▸ Request
Identify each line in the entries below that contains the word "tray", and reproduce those lines in full.

▸ Data section
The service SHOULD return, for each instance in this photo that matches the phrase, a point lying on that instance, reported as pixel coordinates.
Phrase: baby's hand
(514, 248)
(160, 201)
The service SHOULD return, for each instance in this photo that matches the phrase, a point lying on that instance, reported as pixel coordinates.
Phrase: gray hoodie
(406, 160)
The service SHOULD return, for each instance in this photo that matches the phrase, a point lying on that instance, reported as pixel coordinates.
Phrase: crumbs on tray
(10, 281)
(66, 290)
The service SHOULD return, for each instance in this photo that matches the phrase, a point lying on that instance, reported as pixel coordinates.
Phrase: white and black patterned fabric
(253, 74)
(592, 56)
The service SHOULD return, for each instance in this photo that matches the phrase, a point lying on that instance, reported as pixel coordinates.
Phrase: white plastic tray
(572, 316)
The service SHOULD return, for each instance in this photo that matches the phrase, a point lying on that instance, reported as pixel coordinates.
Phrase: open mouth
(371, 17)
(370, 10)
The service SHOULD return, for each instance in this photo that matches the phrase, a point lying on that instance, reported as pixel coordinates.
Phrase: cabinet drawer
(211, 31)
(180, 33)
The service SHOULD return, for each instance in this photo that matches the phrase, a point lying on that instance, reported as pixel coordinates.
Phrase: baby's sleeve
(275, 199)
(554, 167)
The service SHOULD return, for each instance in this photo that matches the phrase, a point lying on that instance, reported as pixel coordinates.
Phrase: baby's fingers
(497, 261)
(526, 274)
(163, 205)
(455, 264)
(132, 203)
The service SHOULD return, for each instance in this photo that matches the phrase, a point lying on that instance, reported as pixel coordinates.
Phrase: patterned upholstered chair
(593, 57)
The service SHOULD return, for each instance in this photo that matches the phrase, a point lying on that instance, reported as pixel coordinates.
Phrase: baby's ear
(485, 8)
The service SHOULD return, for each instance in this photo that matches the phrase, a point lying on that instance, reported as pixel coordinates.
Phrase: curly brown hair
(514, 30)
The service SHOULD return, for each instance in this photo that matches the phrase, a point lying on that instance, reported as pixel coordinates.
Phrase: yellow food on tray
--
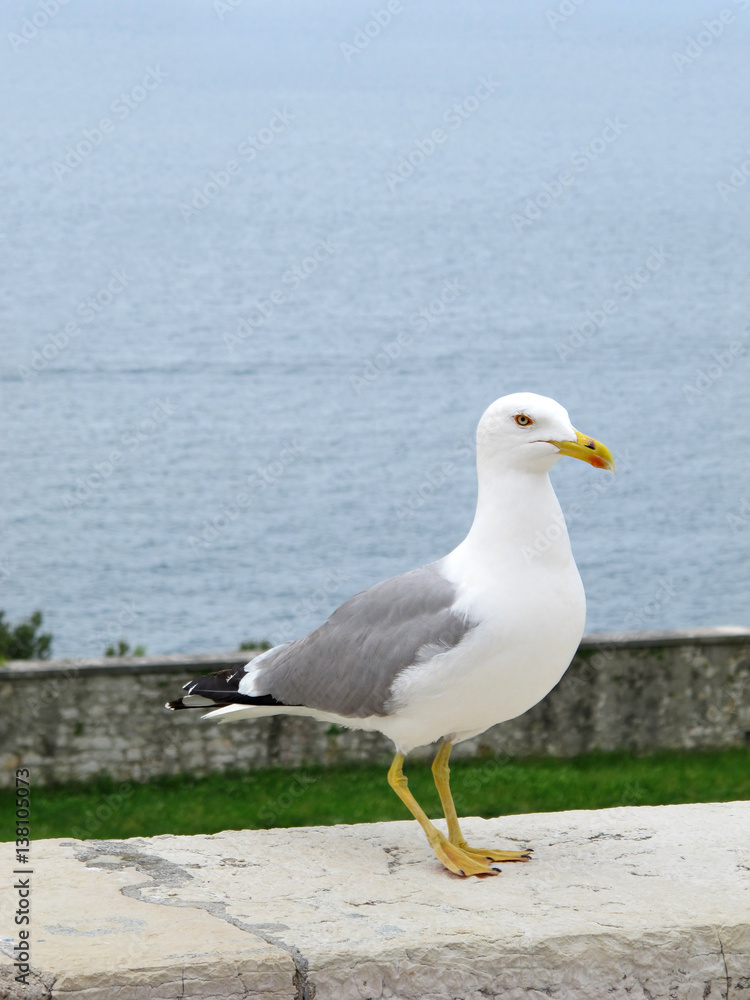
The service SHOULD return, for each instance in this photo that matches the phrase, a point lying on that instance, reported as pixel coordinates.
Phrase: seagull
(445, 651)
---
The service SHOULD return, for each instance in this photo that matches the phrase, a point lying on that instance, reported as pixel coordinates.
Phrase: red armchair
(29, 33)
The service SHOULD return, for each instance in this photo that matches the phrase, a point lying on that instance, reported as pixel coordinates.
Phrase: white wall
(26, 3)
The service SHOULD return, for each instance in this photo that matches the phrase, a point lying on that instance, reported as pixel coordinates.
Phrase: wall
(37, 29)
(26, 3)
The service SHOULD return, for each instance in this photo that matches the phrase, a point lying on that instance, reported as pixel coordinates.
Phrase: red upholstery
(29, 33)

▸ Full output
Phrase: crumbs on tray
Phrase: white plastic tray
Phrase: yellow food on tray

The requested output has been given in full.